◆ Consignes
• a. Dans l'extrait sur la télé, quelle série est regardée chaque matin ?
• b. Écrivez la suite de l'extrait sur la télé, juste après sa dernière phrase.

◆ Extrait
--------
Défense d'entrer... Défense de regarder !

 

Cette semaine, j'ai encore regardé un truc tout craignos à la télé. Privilège de la fonctionnaire sans poste que je suis devenue, je peux, à loisir, me gargariser de tout un tas d'imbécillités sans honte aucune. Non, aujourd'hui je n'ai plus aucun remords à regarder Love Boat pendant une heure et demi chaque matin, alors que la simple idée de me laisser prendre au jeu pendant mes vacances d'autrefois me donnait des frissons dans le dos. Et puis c'est pour la bonne cause que je fais ça, pour vous chers auditeurs et fidèles internautes qui vous rendez toujours plus nombreux sur notre beau site qui tue.
--------
◆ Données fournies

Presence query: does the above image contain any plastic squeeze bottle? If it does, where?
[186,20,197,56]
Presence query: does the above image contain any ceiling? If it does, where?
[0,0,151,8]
--------
◆ Réponses
• a. Love Boat.

• b.
Mercredi soir, j'ai découvert avec effarement un autre de ces trésors que recèle la grille des programmes de TF1, une émission d'apparat vraisemblablement, puisque le père Mougeotte ne nous la sort qu'environ une fois par mois. Mais quel dommage ! Oui, quel dommage de se priver d'une émission de qualité telle que Défense d'entrer, au cours de laquelle sont diffusés des reportages réalisés par les meilleurs journalistes d'investigation du monde entier !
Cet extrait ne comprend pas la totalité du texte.